**TASK PROMPT**
Copy out, word for word, the listing from its beginning through the line containing "x=302 y=219", including that line. Leave the pictures out of your copy.

---- INFORMATION SUPPLIED

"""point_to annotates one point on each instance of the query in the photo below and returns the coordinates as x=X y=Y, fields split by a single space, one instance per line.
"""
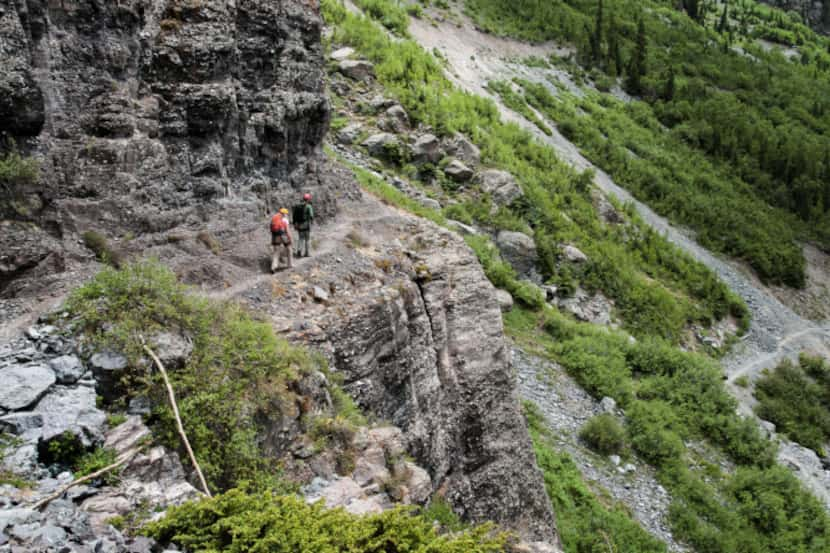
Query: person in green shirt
x=302 y=219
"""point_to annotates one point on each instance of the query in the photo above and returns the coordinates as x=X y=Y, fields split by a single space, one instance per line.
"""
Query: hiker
x=280 y=240
x=303 y=216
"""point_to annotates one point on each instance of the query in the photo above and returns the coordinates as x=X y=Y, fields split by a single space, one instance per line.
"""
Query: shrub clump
x=604 y=434
x=796 y=398
x=236 y=380
x=238 y=521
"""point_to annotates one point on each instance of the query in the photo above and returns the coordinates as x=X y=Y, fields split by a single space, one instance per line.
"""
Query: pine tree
x=723 y=24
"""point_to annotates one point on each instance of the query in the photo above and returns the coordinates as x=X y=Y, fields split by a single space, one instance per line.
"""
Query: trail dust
x=777 y=331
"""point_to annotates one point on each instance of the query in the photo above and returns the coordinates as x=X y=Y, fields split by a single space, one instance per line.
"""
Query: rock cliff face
x=148 y=114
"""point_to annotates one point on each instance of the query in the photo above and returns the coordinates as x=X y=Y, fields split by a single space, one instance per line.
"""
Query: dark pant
x=303 y=242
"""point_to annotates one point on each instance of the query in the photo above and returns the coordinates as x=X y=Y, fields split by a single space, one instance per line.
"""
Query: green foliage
x=237 y=522
x=585 y=523
x=796 y=398
x=99 y=244
x=604 y=434
x=680 y=397
x=750 y=185
x=657 y=288
x=236 y=379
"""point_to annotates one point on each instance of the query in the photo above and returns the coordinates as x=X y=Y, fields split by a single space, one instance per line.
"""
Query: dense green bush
x=604 y=434
x=796 y=398
x=585 y=523
x=237 y=377
x=17 y=171
x=238 y=522
x=673 y=398
x=657 y=288
x=747 y=184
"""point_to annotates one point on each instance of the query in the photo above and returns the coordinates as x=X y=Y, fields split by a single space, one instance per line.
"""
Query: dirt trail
x=776 y=332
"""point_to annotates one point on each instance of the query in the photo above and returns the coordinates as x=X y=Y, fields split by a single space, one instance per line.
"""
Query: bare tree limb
x=175 y=408
x=123 y=459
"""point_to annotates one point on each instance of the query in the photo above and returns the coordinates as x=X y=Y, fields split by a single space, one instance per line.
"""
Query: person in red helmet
x=302 y=217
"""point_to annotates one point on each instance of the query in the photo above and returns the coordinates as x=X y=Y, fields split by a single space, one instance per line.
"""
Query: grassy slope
x=657 y=288
x=740 y=152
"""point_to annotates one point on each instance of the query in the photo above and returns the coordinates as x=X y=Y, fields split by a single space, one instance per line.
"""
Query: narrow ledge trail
x=776 y=332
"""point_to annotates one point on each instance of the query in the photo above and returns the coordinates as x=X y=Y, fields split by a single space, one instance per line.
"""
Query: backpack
x=277 y=224
x=299 y=214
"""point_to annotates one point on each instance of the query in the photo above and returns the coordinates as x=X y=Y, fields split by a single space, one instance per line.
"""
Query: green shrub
x=796 y=398
x=95 y=460
x=604 y=434
x=235 y=381
x=238 y=521
x=99 y=244
x=652 y=427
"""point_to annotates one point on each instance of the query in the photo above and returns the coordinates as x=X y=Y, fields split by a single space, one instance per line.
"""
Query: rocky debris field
x=48 y=398
x=567 y=407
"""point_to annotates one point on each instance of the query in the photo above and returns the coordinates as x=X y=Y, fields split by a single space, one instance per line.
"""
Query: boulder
x=429 y=203
x=519 y=250
x=21 y=422
x=73 y=410
x=505 y=300
x=501 y=186
x=173 y=350
x=13 y=517
x=461 y=148
x=320 y=295
x=342 y=53
x=23 y=385
x=349 y=133
x=458 y=172
x=427 y=149
x=381 y=145
x=399 y=120
x=573 y=254
x=359 y=70
x=68 y=368
x=107 y=366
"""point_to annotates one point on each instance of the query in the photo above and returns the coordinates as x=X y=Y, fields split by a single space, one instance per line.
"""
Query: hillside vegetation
x=658 y=289
x=675 y=402
x=730 y=137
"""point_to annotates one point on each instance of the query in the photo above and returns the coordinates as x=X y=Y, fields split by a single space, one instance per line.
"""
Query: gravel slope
x=776 y=332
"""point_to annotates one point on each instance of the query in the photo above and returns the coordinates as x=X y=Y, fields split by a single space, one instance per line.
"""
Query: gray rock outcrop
x=146 y=115
x=501 y=186
x=429 y=355
x=519 y=249
x=458 y=171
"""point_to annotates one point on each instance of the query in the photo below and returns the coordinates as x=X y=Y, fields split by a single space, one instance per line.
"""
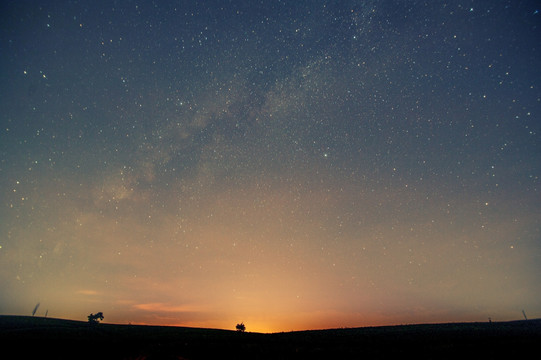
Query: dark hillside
x=31 y=337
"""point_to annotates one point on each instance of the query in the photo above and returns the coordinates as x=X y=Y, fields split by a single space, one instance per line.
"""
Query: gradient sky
x=289 y=164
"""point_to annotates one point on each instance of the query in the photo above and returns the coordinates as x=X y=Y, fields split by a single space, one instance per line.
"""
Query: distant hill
x=35 y=337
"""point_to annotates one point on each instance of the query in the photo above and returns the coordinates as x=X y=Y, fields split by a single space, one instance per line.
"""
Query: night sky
x=286 y=164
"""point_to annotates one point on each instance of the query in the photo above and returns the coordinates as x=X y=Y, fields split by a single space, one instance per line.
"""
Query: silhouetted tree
x=95 y=318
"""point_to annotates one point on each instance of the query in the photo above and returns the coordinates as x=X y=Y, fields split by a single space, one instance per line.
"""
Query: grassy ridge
x=34 y=337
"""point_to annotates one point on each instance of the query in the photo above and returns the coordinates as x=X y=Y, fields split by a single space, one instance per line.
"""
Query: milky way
x=291 y=165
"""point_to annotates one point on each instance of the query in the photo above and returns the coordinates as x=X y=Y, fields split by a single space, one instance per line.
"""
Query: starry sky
x=287 y=164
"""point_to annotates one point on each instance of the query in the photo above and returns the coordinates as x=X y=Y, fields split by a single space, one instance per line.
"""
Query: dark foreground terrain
x=33 y=337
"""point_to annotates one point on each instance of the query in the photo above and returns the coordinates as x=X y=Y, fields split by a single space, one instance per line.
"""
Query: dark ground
x=33 y=337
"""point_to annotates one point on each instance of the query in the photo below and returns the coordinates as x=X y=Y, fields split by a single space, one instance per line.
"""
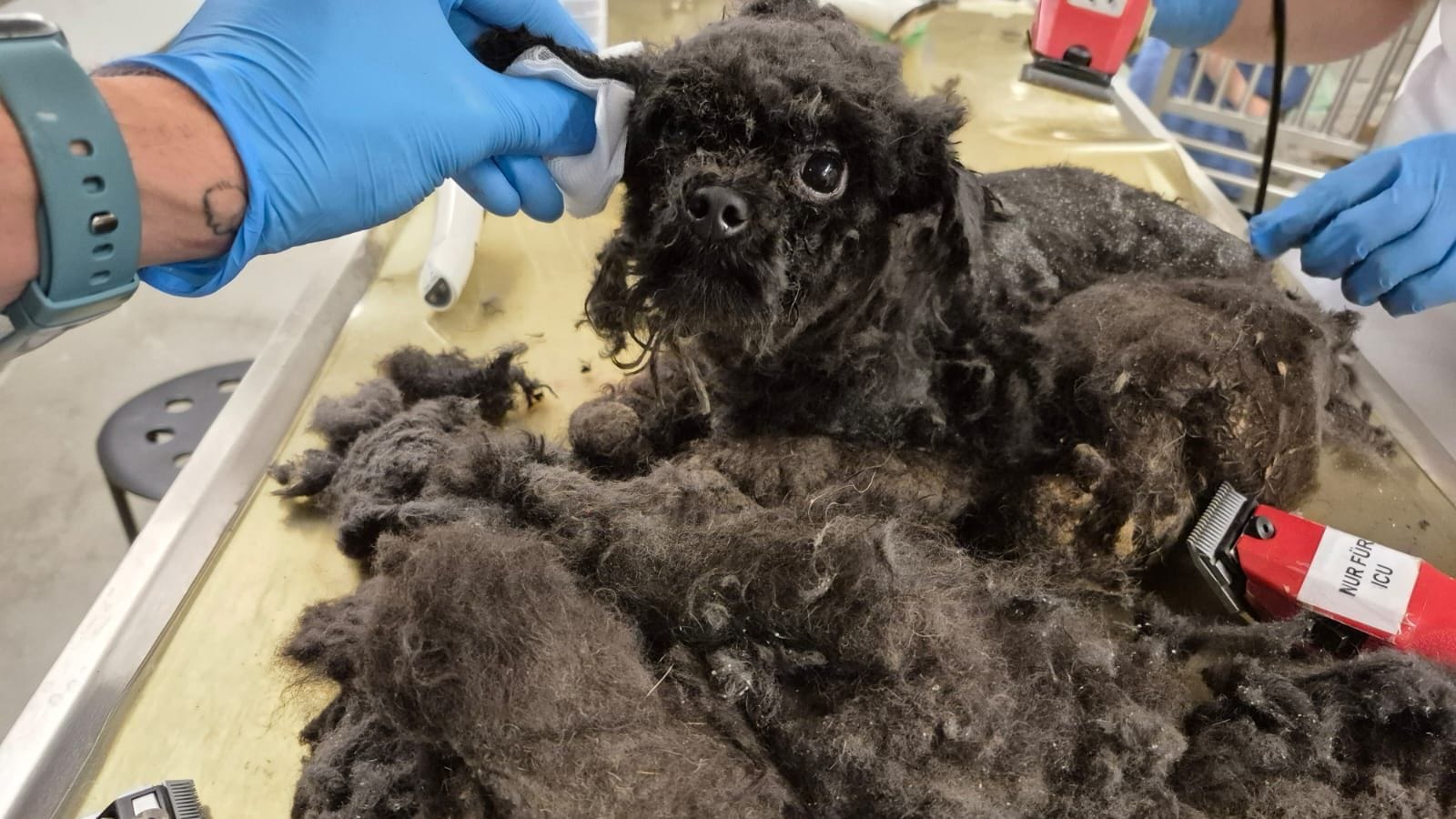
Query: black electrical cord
x=1276 y=108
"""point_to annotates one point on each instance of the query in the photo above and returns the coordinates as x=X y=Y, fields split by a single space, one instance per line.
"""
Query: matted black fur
x=863 y=540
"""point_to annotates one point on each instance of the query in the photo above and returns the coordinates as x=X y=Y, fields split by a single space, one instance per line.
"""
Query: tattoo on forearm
x=223 y=206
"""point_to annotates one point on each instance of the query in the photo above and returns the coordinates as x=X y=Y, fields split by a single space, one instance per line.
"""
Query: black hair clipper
x=174 y=799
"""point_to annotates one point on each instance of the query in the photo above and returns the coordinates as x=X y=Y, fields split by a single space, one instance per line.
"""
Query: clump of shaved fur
x=866 y=535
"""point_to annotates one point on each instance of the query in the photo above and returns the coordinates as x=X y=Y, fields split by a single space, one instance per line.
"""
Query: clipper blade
x=186 y=804
x=1070 y=79
x=1210 y=545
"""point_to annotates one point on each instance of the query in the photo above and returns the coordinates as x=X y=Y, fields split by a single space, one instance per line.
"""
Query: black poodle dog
x=858 y=541
x=803 y=252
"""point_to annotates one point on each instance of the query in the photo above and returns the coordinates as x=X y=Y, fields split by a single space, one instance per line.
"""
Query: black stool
x=145 y=443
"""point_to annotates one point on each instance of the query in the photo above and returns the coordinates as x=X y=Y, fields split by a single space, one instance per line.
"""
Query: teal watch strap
x=89 y=217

--------

**FINAL RESULT**
"""point_to annotates one point on each instance of the query in the photo below and returns the coordinates as x=X y=Y, fields split by a single space, one instance per line.
"""
Query: person in green shirt
x=302 y=219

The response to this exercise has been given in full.